WRITTEN INSTRUCTION A
In the passage about the voyage past the promontory, what glitters white along its farther shore?

EXCERPTED PASSAGE
We mark, through the long retiring vistas which they open to the interior, the higher grounds of the country covered with coniferous trees, and see doddered trunks of vast size, like those of Cranton and Crigleith, reclining under the banks of deep muddy reaches, with their decaying tops turned adown the current. At length the furthermost promontory of this long range of coast comes full in view; we near; we have come up abreast of it; we see the shells of the mountain limestone glittering white along its farther shore, and the green depths under our keel lightened by the flash of innumerable corals; and then, bidding farewell to the land forever, we launch into the immeasured ocean of the Old Red, with its three consecutive zones of animal life. Not a single patch of land more do those geologic charts exhibit which we still regard as new. The zones of the Silurian and Cambian succeed the zones of the Old Red; and, darkly fringed by an obscure bank of cloud ranged along the last zone at the sides, a night that never dissipates settles down upon the deep. Our voyage, like that of old fabulists of five centuries ago, terminates on the sea in thick darkness, beyond which there lies no shore and there dawns no light; and it is in the middle of this vast ocean, just where the last zone of the Old Red leans against the first zone of the Silurian, that we have succeeded in discovering a solitary island unseen before, a shrub-bearing land, much enveloped in fog, but with hills that at least look green in the distance."

WRITTEN INSTRUCTION B
Will you copy the stretch of rows from their start through the line that contains "Query: hillside", both ends included, leaving any pictures out of your copy?

Rows excerpted from a collection
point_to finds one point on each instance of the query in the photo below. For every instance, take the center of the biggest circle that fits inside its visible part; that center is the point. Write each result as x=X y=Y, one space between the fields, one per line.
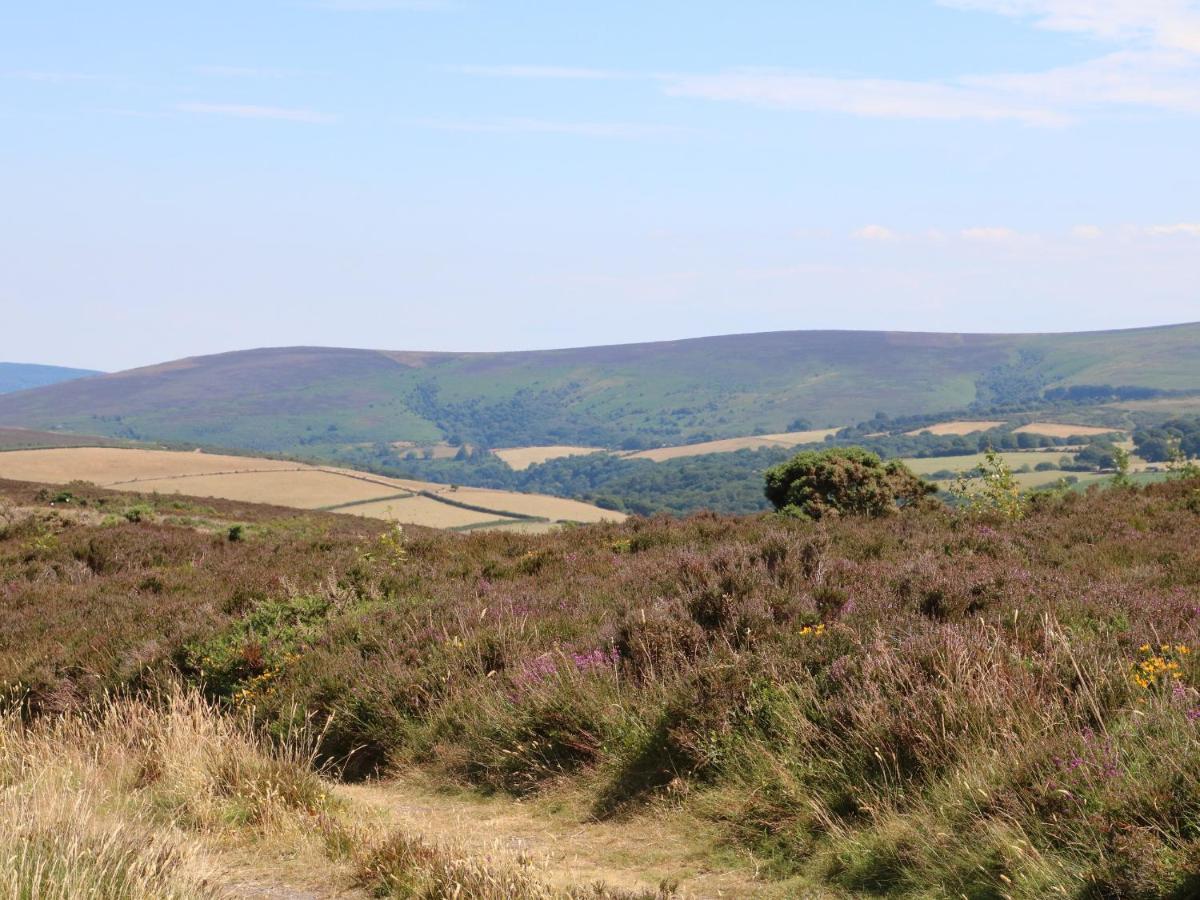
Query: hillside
x=309 y=400
x=936 y=705
x=21 y=376
x=297 y=485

REPLY A
The shells of the mountain limestone.

REPLY B
point_to finds one point on each instance of the query in the photo below. For every instance, take the center of the biggest circle that fits inside its visible part; that center is the point. Write each result as x=X y=Y, one space between the fields, one per line.
Query: hillside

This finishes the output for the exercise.